TASKS TO PERFORM:
**1.** In the text on the UIS research and development data release, answer these:
(a) For how many countries and territories were new data published?
(b) Which partners are named as sources for the new data?
(c) What does SDG 9 call on governments to do?
**2.** Carry the text on the UIS research and development data release forward from where it stops.
[start of SUPPLIED TEXT]
The UIS has published new data on the human and financial resources devoted to R&D for 157 countries and territories. The release includes data for 2015 reference year, time series data and two global indicators to monitor Sustainable Development Goal (SDG) 9.5.
The release also includes updated data for a wide range of other R&D indicators and breakdowns, such as R&D expenditure disaggregated by sector of performance, source of funds, field of R&D, type of costs and type of R&D. Also included are researcher’s data broken-down by sex, level of qualification, field of R&D as well as newly collected data on researchers by age groups and by seniority grade.
The new data are based on the results of the UIS annual R&D survey and agreements with partners, such as the Organisation for Economic Co-operation and Development (OECD), Eurostat, and the Ibero-American Network of Science and Technology Indicators (RICYT).
Explore the data with our interactive tools
SDG 9 calls on governments to promote sustainable industrialisation and innovation by ramping up spending on R&D and increasing the number of researchers.
How Much Does Your Country Invest in R&D? This tool provides a global perspective on spending patterns, as well as time series data on regional and country-level commitments to R&D, in absolute terms and relative to GDP.
[end of SUPPLIED TEXT]
[start of RECORDS SHOWN]
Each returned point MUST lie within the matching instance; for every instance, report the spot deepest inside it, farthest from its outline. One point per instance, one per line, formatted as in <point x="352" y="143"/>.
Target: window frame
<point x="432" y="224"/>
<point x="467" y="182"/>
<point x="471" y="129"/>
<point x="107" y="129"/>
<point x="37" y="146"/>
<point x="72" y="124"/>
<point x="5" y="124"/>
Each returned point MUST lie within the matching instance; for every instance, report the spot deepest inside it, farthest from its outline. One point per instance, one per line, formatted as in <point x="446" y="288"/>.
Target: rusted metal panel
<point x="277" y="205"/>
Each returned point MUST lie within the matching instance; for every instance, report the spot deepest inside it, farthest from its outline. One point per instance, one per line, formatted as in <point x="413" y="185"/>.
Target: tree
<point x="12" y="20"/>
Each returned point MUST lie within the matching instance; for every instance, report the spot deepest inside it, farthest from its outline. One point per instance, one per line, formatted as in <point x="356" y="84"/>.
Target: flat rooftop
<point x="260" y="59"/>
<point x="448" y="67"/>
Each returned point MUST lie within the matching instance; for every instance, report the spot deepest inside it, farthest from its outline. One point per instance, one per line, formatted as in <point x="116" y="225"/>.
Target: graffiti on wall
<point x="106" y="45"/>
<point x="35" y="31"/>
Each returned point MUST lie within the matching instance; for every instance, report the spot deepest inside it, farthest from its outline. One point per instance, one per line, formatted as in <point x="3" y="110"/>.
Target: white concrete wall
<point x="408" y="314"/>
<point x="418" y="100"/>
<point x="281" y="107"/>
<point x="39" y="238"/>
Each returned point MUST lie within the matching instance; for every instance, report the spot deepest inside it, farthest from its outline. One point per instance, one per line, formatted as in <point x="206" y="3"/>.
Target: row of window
[end of RECORDS SHOWN]
EXPECTED ANSWERS:
**1.**
(a) 157 countries and territories.
(b) The Organisation for Economic Co-operation and Development (OECD), Eurostat, and the Ibero-American Network of Science and Technology Indicators (RICYT).
(c) Promote sustainable industrialisation and innovation by ramping up spending on R&D and increasing the number of researchers.

**2.**
According to the new data, the top five R&D performers in absolute terms (R&D expenditure) are all large economies: the United States followed by China, Japan, Germany and the Republic of Korea. But the ranking changes dramatically according to the indicator used to monitor SDG 9 (R&D expenditure as a percentage of GDP): Israel and the Republic of Korea are the world leaders followed by Japan, Sweden and Austria.
R&D expenditure as a proportion of GDP
Our eAtlas makes it easy to visualize global and regional trends before drilling down to country-level data. The interactive maps and charts can be shared, downloaded and embedded in websites, blogs and presentations.
The eAtlas presents more than 75 indicators on the financial and human resources devoted to R&D. For example, “research density” is a widely used indicator that reflects the share of research in relation to the total population of a country. So while a country like India can have a large number of researchers, the density is actually low in relation to the total population, where as a country like Iceland has a high density.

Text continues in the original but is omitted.